Wands factors and patent enablement

Use the Wands factors to help prevent your biotech, chemical, AI, and other unpredictable arts patent application from being rejected for lack of enablement.

Patents are a contract between society and inventors – a limited monopoly for adequate disclosure for a new and useful invention. To enforce this, 35 USC 112(a) requires that the inventors describe their invention in:

“full, clear, concise, and exact terms as to enable any person skilled in the art to… make and use the same”

35 USC 112(a)

This is easier to do when the invention is in a well-understood technology area (e.g., engineering). It is more challenging when the invention is in the less predictable arts (e.g., biotechnology, chemistry, artificial intelligence) that often require some experimentation. It can also be difficult when the subject matter is highly complex or not completely understood.

→ **AIM OF THE EXERCISE**:
Reproduce the passage above on Wands factors and patent enablement word for word, from its title through its final sentence.

Natural-language object grounding data
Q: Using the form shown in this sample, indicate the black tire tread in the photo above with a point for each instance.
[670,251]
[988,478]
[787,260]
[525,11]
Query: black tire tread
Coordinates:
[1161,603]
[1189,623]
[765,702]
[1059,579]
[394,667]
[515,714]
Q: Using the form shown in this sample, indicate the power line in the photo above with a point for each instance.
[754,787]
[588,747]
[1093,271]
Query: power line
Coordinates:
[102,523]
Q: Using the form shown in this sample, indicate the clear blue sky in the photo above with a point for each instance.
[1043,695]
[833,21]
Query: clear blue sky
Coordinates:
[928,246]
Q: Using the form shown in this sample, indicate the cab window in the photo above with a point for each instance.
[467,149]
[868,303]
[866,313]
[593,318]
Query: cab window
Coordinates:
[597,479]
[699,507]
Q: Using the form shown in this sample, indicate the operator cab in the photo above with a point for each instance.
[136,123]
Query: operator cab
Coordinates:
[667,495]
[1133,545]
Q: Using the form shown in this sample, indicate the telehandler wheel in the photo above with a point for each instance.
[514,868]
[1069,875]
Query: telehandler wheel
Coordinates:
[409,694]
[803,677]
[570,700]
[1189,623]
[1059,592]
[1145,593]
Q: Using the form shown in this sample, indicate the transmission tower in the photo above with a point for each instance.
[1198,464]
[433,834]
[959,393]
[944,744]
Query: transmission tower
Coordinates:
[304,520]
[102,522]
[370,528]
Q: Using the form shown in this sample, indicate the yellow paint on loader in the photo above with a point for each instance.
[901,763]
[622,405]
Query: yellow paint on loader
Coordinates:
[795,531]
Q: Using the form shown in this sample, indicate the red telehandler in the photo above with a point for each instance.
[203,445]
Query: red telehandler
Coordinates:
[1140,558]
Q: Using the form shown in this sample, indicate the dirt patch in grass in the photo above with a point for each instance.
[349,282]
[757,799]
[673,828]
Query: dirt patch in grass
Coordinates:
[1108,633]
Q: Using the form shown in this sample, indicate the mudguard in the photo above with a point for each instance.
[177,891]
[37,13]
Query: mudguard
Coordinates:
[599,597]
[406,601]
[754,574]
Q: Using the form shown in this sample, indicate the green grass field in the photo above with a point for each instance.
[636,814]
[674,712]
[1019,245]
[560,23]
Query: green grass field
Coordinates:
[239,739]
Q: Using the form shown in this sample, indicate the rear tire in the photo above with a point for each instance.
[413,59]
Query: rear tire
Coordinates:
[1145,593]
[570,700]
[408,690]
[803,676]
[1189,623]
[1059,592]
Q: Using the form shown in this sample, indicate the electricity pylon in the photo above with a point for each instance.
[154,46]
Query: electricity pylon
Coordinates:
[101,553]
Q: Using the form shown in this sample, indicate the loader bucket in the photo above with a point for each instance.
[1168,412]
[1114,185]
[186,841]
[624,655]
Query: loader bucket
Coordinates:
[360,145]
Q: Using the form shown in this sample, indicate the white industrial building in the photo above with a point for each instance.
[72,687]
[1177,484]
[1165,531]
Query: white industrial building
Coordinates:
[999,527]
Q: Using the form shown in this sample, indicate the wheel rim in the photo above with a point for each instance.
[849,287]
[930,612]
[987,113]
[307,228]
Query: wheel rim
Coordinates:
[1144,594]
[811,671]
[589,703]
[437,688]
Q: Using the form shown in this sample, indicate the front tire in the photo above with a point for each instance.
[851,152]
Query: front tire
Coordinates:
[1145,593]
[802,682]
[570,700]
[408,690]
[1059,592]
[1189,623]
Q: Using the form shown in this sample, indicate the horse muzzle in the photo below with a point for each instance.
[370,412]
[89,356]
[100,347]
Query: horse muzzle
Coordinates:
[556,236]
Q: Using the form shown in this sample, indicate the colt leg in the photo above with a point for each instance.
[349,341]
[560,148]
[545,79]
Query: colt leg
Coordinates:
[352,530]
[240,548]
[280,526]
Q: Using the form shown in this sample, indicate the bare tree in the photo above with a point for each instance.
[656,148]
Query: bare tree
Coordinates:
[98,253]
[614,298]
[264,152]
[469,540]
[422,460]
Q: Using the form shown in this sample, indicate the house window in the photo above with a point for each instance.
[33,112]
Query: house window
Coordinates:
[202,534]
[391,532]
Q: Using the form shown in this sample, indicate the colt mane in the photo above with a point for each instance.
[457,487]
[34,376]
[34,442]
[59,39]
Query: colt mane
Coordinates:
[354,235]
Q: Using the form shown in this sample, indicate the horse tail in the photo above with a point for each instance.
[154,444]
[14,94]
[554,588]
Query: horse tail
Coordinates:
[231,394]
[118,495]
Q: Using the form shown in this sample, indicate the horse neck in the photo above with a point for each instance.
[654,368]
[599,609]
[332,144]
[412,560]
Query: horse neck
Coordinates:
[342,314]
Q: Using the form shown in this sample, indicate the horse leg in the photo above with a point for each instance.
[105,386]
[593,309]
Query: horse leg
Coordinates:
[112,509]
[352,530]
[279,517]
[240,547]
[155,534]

→ **TASK SOLUTION**:
Wands factors and patent enablement

Use the Wands factors to help prevent your biotech, chemical, AI, and other unpredictable arts patent application from being rejected for lack of enablement.

Patents are a contract between society and inventors – a limited monopoly for adequate disclosure for a new and useful invention. To enforce this, 35 USC 112(a) requires that the inventors describe their invention in:

“full, clear, concise, and exact terms as to enable any person skilled in the art to… make and use the same”

35 USC 112(a)

This is easier to do when the invention is in a well-understood technology area (e.g., engineering). It is more challenging when the invention is in the less predictable arts (e.g., biotechnology, chemistry, artificial intelligence) that often require some experimentation. It can also be difficult when the subject matter is highly complex or not completely understood.